▶ [Problem statement]
Repeat the lines of the data below word for word, from the line containing "Above is an image from the dataset. Annotate each black" through the line containing "[0,43,81,299]", with both of those lines included.

Image box annotation data
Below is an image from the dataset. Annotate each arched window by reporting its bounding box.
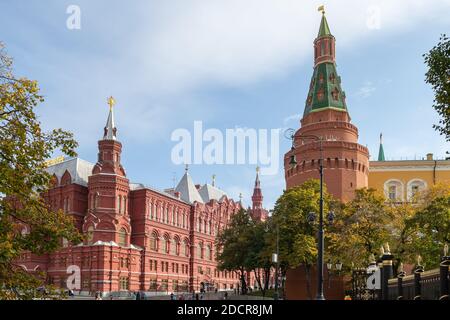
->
[162,236,170,253]
[119,228,127,247]
[407,179,427,201]
[183,240,189,257]
[384,179,403,201]
[87,226,94,244]
[150,232,158,251]
[206,244,212,260]
[170,239,177,255]
[197,242,203,259]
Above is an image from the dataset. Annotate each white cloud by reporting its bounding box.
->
[15,0,450,143]
[126,0,450,92]
[355,81,377,99]
[283,113,302,125]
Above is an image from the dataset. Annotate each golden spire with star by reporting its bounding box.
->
[108,96,116,109]
[317,5,325,15]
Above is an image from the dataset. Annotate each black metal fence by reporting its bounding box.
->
[352,248,450,300]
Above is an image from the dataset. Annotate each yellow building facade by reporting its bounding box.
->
[369,154,450,202]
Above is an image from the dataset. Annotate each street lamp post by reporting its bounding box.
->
[285,129,325,300]
[272,224,280,300]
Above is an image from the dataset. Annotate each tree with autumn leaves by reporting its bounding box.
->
[218,180,450,291]
[0,43,81,299]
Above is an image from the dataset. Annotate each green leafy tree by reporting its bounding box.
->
[407,185,450,269]
[216,209,253,294]
[329,189,392,270]
[0,43,80,299]
[245,221,273,296]
[387,203,418,274]
[270,179,332,296]
[424,34,450,141]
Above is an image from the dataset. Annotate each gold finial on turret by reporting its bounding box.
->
[417,254,422,266]
[108,96,116,109]
[384,242,391,254]
[317,5,325,15]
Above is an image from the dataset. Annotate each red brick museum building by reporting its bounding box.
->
[18,105,273,293]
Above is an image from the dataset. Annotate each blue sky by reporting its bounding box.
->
[0,0,450,208]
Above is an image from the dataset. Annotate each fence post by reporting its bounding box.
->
[377,257,384,300]
[381,243,394,300]
[397,263,406,300]
[439,244,450,300]
[414,256,424,300]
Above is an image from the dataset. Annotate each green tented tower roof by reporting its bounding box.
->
[317,15,331,38]
[303,62,347,116]
[378,134,386,161]
[303,15,347,117]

▶ [Task response]
Above is an image from the dataset. Annotate each black metal fence by reporting its bounding box.
->
[352,248,450,300]
Above is an image from the dataset. Annotate each yellow building facade by reporting its bounding box.
->
[369,154,450,202]
Above is an image from the dataset. Annotate each street lamp post by reporting its bounding box.
->
[285,129,325,300]
[272,224,280,300]
Above is an image from the dataset. Annotate each tree with autumn leaves by reporting its bounding box.
->
[218,180,450,291]
[0,43,81,299]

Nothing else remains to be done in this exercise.